遊 子 遊 目42 
空港物語 〜憤怒編〜

 空港では普通、 旅が始まる前の静かな時を過ごすことが多い。 だが、 そんな穏やかな時間を蹴散らすような 「事件」 も時として起きる。 あれは、 数人の外国の知人と共に日本を出国しようとしたある夏の初めのことだった。
  いつも通りにカウンターでチェックインを済ませ、 手荷物だけを持ち出国手続きに向かう。 その前に待っているのは、 セキュリティーチェック。 ここ数年、 テロリズム事件の発生に絡み世界中どこの空港でも手荷物検査は厳重になりつつある。 その都度、 一市民としてぼくは警備当局に協力してきた。 鞄を開けろといわれれば、 公衆の面前でパンツなどが詰まった荷物を広げたし、 靴を脱いで歩けといわれた時には、 踵の部分が薄くなった靴下を気にしつつも冷たい空港の床を歩きもした。
  その日、 手荷物検査を済ませたぼくのところに、 これから一緒に日本を出発する一行の一人が駆け寄ってきた。 顔はいくらか蒼ざめ、 声は震え気味である。 一人の手荷物が検査にひっかかり、 機内に荷物を持ち込めないということである。 それは大変だ、 と思いぼくは少し離れた手荷物検査場に馳せ参じた。

===============

練習課題 —
A) 提示文に出てくるカタカナ語を、出てくる順にすべて挙げなさい。
B) 提示文の「いつも通りにカウンターで」で始まる段落を、主な事実を残して短くまとめなさい。
C) 提示文のうち、「空港では普通、 旅が始まる前の静かな時を過ごすことが多い。 だが、」で始まり「機内に荷物を持ち込めないということである。 それは大変だ、 と思いぼくは少し離れた手荷物検査場に馳せ参じた。」に至るまでの部分を、一字も変えずに書き写しなさい。

資料抜粋 —
===============

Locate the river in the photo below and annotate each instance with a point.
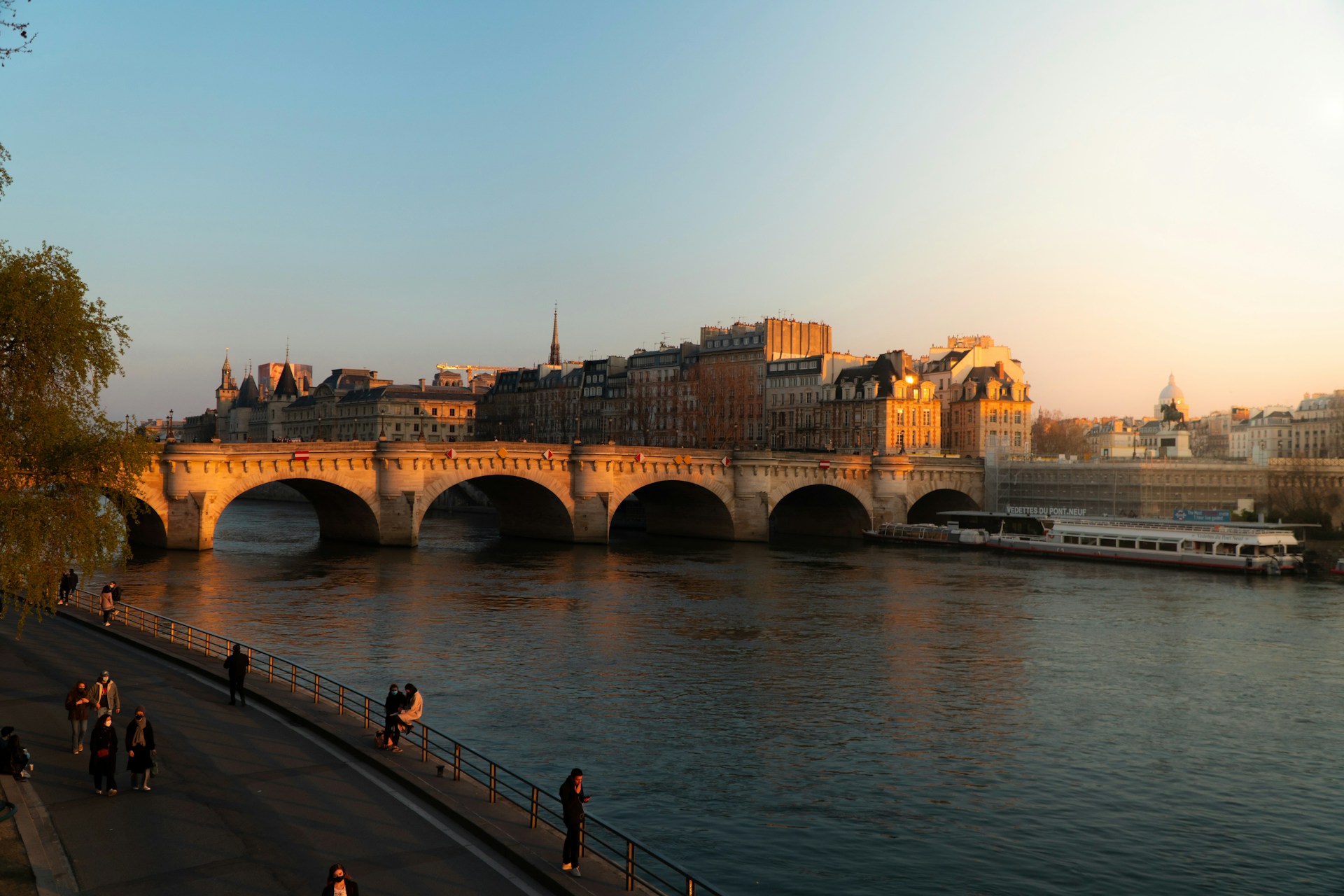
(838, 718)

===============

解答例 —
A) カウンター、チェックイン、セキュリティーチェック、テロリズム、パンツ

B) チェックインを終えて手荷物を持ち、出国手続きへ向かうと、その前にセキュリティーチェックがある。ここ数年、テロリズム事件をきっかけに、世界中の空港で手荷物検査が厳しくなりつつある。筆者はそのたびに警備当局に協力してきた。鞄を開けるよう言われれば人前で荷物を広げ、靴を脱ぐよう言われれば靴下で冷たい床を歩いた。

C)
空港では普通、 旅が始まる前の静かな時を過ごすことが多い。 だが、 そんな穏やかな時間を蹴散らすような 「事件」 も時として起きる。 あれは、 数人の外国の知人と共に日本を出国しようとしたある夏の初めのことだった。
  いつも通りにカウンターでチェックインを済ませ、 手荷物だけを持ち出国手続きに向かう。 その前に待っているのは、 セキュリティーチェック。 ここ数年、 テロリズム事件の発生に絡み世界中どこの空港でも手荷物検査は厳重になりつつある。 その都度、 一市民としてぼくは警備当局に協力してきた。 鞄を開けろといわれれば、 公衆の面前でパンツなどが詰まった荷物を広げたし、 靴を脱いで歩けといわれた時には、 踵の部分が薄くなった靴下を気にしつつも冷たい空港の床を歩きもした。
  その日、 手荷物検査を済ませたぼくのところに、 これから一緒に日本を出発する一行の一人が駆け寄ってきた。 顔はいくらか蒼ざめ、 声は震え気味である。 一人の手荷物が検査にひっかかり、 機内に荷物を持ち込めないということである。 それは大変だ、 と思いぼくは少し離れた手荷物検査場に馳せ参じた。